[Отрывок страницы]
= = =

Еще о нескольких китах художества 8 страница



Нашим пролетписателям кажется, что в этом противоречии между результатами дела, которое делает человек, и его внутренним содержанием и заключается смысл показа живого человека.

Отрицательное поведение плюс положительные результаты — в этом пролетписатели пытаются найти способ уйти от агитки.

{96} На самом деле это никакой не путь, а бессмысленная путаница, и в результате этой путаницы получается обратный эффект.

Интерес к делу, к положительным результатам отпадает, и остается только интерес к отрицательной фигуре деятеля. Поэтому наша современная литература все больше дает нам так называемых «живых» людей, то есть пьяниц, взяточников, растратчиков, и все меньше дает нам представления о том живом деле, которое у нас делается.

Совершенно ясно, что уход от голой агитки — это уход от живописания людей к живописанию дела. Это единственно верный путь.

Нужно поставить перед литературой задачу: давать не людей, а дело, описывать не людей, а дело, заинтересовать не людьми, а делами. Мы ценим человека не по тому, что он переживает, а по той роли, которую он играет в нашем деле. Поэтому интерес к делу для нас основной, а интерес к человеку — интерес производный.

Если даже и стоит сейчас вопрос о том, как воспитать людей для нашего дела, то это не значит, что мы переносим центр внимания на человека как такового. Формула Горького «Человек — это звучит гордо» для нас совершенно негодна, потому что человек — это может звучать подло, гадко, в зависимости от того, какое дело он делает.

Оценка человека не может быть дана нами без тщательного и полного показа того дела, для которого мы этого человека расцениваем.

Дать наше живое дело — вот боевой лозунг нашей литературы.

И тут не помогут никакие самоучители, потому что их составители нашего дела никогда не знали.

{97} В. Тренин
Интеллигентные партизаны
(Формальный комментарий к статье О. Брика «Разгром Фадеева»)

Фадеев заявил в каком-то журнале, что перед тем, как написать «Разгром», он внимательно перечел «Войну и мир» Льва Толстого. Для некоторых критиков это является, вероятно, лишним доказательством того, что «Разгром» — вещь классическая. Можно подумать, что создание классиков пролетарской литературы сводится к пересаживанию готовых литературных форм 19‑го века на живой сегодняшний материал. Но в действительности этот фетишизм классической формы глубоко ошибочен, потому что форма ценна для нас не своим удельным весом в старой литературе, а своей социальной функцией. В разное время и в разных условиях одна и та же форма будет выполнять различные, иногда диаметрально противоположные, функции. Поэтому идеологически выдержанный роман, написанный в манере 19‑го века, мало чем отличается от прославления заводов в бальмонтовских метрах или от чарльстона с революционным текстом. Все это — вещи с отрицательной функцией, воспринимающиеся как пародия.

= = =

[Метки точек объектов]
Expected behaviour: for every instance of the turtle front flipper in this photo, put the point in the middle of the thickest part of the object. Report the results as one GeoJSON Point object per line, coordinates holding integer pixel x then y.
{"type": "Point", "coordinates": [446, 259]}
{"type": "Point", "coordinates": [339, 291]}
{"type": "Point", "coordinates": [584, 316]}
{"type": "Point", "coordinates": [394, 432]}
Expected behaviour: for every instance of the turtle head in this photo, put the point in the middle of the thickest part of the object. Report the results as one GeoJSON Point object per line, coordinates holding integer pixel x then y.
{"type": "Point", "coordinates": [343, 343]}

= = =

Укажите, какое произведение, согласно отрывку страницы выше, Фадеев внимательно перечел перед тем, как написать «Разгром».

[Ответ]
«Война и мир» Льва Толстого.